Task to carry out:
Scan the records for the word "curved". Copy each line that includes it.

Records shown:
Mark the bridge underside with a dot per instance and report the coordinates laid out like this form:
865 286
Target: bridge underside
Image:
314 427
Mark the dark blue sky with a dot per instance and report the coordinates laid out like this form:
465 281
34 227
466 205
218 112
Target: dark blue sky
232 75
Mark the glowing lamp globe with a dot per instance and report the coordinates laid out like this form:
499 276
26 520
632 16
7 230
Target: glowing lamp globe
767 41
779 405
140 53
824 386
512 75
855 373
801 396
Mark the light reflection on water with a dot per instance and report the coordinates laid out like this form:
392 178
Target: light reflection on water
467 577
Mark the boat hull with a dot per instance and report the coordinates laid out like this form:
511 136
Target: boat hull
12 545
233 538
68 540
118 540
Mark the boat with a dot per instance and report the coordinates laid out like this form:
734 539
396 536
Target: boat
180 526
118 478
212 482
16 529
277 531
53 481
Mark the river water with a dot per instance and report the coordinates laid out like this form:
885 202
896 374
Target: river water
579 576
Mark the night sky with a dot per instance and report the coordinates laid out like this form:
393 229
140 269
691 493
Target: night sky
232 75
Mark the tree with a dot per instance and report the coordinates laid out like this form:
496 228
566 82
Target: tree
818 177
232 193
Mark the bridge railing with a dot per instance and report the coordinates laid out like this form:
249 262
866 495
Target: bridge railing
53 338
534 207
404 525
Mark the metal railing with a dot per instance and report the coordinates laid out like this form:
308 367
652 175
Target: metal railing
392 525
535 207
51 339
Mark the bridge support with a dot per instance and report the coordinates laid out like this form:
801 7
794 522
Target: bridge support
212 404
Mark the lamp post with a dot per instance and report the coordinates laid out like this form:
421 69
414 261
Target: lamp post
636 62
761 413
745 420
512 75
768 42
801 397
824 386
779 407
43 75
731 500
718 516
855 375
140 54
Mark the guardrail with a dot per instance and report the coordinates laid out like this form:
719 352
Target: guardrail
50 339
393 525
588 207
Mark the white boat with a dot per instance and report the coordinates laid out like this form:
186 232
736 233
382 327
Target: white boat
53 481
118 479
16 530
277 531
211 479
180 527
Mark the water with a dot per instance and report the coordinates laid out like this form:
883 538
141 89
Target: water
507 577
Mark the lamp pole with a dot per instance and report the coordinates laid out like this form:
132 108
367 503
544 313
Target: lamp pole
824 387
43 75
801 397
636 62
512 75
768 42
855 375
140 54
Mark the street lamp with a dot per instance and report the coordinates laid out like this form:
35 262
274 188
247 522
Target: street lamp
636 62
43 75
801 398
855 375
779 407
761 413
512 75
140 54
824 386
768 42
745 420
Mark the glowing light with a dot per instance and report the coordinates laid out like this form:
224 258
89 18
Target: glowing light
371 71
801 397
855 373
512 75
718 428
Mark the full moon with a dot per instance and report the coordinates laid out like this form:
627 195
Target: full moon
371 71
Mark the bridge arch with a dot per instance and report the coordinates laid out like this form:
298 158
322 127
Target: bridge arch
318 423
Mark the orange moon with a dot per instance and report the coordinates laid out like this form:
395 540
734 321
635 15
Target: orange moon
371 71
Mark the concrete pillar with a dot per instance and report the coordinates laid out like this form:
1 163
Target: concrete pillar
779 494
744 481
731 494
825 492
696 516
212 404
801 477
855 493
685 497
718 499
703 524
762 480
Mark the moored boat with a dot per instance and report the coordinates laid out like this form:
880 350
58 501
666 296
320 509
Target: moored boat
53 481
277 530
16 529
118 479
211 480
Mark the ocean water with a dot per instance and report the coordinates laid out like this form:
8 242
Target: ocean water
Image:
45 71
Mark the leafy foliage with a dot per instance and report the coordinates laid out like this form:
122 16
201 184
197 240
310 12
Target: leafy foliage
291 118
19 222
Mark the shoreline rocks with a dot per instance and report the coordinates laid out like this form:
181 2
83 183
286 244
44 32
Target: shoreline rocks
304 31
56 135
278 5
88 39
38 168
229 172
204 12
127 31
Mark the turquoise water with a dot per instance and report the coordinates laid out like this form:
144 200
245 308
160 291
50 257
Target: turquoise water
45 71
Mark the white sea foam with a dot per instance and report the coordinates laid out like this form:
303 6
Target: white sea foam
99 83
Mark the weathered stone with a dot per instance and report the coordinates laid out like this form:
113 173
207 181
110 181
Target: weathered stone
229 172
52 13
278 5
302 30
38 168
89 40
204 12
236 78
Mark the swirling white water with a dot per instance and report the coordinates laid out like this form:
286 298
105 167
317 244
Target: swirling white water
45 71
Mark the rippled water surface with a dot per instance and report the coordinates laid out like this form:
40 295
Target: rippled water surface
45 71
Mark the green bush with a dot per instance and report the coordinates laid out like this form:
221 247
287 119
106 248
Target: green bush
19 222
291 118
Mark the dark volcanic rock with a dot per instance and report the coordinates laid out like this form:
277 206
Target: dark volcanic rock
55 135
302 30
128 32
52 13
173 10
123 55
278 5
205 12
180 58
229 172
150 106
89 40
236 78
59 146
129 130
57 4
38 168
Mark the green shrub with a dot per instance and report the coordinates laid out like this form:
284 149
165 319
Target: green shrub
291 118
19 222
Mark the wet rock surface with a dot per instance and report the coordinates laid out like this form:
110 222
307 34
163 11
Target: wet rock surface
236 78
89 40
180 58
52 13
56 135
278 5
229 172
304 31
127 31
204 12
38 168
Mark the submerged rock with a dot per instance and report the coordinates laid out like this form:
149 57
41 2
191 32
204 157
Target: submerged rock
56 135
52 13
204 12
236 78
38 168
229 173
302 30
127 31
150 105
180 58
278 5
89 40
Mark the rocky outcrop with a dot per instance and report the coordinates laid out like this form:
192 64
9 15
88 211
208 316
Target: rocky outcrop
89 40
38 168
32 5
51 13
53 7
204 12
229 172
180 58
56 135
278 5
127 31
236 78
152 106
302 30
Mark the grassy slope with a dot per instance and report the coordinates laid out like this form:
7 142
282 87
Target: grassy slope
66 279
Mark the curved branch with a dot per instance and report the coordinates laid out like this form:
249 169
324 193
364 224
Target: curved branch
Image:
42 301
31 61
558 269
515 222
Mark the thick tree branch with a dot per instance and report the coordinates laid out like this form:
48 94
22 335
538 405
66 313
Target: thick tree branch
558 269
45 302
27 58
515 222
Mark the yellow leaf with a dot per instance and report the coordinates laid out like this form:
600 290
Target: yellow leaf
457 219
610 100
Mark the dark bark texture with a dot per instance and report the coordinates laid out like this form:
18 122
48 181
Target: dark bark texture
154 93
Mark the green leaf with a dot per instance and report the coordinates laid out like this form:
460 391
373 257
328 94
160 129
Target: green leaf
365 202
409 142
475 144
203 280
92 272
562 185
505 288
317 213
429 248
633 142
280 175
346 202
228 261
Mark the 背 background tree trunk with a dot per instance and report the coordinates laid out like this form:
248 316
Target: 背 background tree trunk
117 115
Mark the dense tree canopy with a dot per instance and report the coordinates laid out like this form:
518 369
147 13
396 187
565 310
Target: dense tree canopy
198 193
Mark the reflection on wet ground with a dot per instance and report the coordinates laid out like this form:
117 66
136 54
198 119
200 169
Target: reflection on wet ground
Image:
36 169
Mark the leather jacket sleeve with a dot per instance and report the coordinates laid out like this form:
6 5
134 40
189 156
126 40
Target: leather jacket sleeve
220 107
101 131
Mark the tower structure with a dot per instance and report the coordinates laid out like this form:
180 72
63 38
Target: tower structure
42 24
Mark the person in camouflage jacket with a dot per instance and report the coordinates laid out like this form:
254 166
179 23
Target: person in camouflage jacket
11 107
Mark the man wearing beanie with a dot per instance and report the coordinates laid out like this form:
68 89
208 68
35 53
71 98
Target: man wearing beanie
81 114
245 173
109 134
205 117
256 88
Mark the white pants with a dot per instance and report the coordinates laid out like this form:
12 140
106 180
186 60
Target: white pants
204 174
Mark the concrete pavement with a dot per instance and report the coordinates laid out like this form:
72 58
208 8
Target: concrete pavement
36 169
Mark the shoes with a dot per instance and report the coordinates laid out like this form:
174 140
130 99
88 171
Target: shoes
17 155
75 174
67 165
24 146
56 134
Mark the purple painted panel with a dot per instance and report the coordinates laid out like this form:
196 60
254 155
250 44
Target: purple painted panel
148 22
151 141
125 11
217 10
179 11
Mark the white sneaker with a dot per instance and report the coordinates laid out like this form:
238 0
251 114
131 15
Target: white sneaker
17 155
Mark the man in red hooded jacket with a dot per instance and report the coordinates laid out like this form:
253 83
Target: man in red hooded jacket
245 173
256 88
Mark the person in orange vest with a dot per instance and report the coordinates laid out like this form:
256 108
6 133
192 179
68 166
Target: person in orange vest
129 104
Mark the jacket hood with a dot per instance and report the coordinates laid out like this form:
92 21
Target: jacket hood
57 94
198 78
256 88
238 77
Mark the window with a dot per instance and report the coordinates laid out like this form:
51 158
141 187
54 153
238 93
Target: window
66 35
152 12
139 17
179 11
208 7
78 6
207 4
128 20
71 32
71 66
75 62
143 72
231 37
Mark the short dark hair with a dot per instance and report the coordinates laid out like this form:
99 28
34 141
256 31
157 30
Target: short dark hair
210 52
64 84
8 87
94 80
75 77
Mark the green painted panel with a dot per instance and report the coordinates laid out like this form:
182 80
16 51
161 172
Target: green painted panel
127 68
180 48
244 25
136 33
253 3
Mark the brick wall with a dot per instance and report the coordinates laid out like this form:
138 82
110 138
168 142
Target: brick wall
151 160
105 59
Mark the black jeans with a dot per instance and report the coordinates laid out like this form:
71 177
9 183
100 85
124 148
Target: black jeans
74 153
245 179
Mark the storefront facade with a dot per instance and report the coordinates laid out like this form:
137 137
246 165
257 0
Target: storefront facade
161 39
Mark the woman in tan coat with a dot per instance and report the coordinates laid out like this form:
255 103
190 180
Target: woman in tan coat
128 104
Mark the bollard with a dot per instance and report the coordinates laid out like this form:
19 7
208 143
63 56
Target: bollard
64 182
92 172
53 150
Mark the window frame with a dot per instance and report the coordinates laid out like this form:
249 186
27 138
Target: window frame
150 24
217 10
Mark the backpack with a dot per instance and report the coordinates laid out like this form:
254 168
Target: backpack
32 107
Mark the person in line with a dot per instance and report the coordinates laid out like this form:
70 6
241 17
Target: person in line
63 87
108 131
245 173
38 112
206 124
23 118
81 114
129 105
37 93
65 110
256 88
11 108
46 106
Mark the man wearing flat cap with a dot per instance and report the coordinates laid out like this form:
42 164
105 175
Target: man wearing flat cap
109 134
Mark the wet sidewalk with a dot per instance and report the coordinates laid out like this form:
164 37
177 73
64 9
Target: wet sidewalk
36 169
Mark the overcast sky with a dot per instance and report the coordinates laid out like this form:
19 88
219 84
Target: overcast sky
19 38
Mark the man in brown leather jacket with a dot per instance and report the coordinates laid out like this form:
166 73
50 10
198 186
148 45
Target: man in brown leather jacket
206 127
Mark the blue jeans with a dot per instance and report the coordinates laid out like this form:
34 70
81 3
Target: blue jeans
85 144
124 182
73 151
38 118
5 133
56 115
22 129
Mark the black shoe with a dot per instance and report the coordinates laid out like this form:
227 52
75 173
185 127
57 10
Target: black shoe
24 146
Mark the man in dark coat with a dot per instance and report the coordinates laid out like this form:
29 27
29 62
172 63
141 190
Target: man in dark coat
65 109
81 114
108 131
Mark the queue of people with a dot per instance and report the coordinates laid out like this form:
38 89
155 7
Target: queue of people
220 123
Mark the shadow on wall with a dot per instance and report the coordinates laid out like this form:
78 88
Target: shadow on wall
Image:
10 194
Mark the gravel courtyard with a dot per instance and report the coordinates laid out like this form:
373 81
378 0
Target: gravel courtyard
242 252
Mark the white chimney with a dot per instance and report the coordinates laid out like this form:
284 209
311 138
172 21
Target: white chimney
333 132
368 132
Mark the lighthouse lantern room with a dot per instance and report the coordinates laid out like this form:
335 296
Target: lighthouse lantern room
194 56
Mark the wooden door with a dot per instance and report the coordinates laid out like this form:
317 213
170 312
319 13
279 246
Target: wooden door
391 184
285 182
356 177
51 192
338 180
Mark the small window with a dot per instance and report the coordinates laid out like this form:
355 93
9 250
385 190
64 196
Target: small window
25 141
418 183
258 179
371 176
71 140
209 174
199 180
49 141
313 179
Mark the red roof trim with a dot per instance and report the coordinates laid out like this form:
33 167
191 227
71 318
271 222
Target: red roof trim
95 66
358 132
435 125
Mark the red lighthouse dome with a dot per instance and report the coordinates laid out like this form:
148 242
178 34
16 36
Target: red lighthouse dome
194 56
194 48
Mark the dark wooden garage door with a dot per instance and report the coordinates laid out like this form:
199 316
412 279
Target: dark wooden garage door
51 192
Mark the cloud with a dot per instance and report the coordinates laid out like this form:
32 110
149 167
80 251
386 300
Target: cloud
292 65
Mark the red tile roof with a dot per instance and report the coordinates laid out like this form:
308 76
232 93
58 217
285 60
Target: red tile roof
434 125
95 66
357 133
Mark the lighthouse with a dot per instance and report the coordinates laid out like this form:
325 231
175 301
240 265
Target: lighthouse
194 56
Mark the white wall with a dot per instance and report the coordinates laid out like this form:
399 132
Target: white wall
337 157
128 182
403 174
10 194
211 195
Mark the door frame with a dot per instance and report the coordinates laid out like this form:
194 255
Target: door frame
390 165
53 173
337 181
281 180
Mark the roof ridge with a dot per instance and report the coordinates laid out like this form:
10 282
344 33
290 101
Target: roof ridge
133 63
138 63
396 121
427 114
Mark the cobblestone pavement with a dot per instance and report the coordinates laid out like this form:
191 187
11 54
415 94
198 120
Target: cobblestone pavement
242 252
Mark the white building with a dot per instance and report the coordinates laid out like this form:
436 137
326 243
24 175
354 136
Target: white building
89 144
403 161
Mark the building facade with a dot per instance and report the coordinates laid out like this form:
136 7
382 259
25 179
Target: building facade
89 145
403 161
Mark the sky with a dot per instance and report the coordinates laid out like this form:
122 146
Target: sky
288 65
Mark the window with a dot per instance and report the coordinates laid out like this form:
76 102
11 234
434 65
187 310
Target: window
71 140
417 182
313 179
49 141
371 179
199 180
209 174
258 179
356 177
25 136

The completed task:
Mark the curved branch with a dot per instance and report the coordinates laid out like this form:
Target: curved branch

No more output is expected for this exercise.